Even before Donald Trump’s outrageous cuts to US humanitarian aid programmes, in Sudan and Chad the World Food Programme was trying to cope with a 40 per cent drop in funding. One of the worst humanitarian crises in the world has now been plunged deeper into an unimaginable hell.
Since April 2023, 150,000 people have died in Sudan’s bitter civil war between two heavily armed, pitiless militias funded by regional powers. Twelve million have now been displaced from their homes. Eight million are at risk of starvation. Of the displaced, 760,000 have crossed the border into the Ouddai province in east Chad and turned the small border town of Adre and its unofficial transit camp into Chad’s third largest city, about the size of Cork, with a population estimated at 237,000.

WHAT YOU NEED TO DO =>
• A. In the passage on Sudan's civil war, how many people have been displaced from their homes?
• B. From the passage on Sudan's civil war, extract everything from "Since April 2023, 150,000" down to "estimated at 237,000.".
The items are not needed for any of the tasks.

DATA ENTRIES =>
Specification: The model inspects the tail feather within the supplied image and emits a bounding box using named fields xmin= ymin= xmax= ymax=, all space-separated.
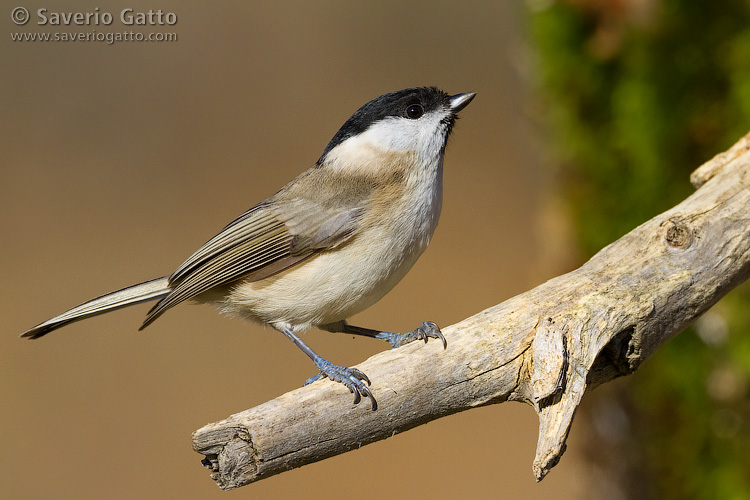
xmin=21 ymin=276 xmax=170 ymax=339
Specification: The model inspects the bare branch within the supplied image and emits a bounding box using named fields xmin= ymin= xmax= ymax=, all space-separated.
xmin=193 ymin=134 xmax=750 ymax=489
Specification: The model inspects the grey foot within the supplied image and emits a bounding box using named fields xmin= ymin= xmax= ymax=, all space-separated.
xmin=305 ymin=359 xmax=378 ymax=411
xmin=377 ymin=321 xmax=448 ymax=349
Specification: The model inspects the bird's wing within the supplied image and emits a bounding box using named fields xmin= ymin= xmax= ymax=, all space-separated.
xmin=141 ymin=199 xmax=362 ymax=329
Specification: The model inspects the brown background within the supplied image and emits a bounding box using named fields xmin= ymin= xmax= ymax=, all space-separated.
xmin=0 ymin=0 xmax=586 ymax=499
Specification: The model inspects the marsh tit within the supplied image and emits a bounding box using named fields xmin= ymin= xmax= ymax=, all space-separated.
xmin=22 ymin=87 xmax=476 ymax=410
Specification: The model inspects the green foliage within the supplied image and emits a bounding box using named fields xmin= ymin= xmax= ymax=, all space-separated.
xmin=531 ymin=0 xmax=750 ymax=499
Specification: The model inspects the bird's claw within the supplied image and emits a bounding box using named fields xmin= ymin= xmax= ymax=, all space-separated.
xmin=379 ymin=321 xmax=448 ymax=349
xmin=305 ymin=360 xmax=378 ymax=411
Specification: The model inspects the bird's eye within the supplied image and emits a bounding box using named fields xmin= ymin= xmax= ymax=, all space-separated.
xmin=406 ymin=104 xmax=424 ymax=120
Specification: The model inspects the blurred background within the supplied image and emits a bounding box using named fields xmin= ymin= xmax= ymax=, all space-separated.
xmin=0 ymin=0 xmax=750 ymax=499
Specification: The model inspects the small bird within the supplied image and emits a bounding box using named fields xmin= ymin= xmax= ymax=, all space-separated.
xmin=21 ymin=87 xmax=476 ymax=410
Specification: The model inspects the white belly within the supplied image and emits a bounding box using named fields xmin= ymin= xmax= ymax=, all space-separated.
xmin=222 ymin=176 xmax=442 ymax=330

...

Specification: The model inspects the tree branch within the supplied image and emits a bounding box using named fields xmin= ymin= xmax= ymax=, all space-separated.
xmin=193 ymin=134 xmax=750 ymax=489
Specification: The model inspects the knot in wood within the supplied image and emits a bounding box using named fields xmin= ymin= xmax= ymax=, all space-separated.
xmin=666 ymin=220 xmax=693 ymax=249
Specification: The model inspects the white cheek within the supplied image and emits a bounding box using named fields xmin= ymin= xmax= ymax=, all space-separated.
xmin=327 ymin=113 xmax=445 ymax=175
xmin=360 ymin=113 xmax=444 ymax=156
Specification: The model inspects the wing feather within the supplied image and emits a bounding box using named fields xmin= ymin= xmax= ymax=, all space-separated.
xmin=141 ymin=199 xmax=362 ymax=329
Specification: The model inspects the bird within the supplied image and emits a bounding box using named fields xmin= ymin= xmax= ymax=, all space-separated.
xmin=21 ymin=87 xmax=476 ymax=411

RESULTS OF THE EXERCISE =>
• A. Twelve million people.

• B.
Since April 2023, 150,000 people have died in Sudan’s bitter civil war between two heavily armed, pitiless militias funded by regional powers. Twelve million have now been displaced from their homes. Eight million are at risk of starvation. Of the displaced, 760,000 have crossed the border into the Ouddai province in east Chad and turned the small border town of Adre and its unofficial transit camp into Chad’s third largest city, about the size of Cork, with a population estimated at 237,000.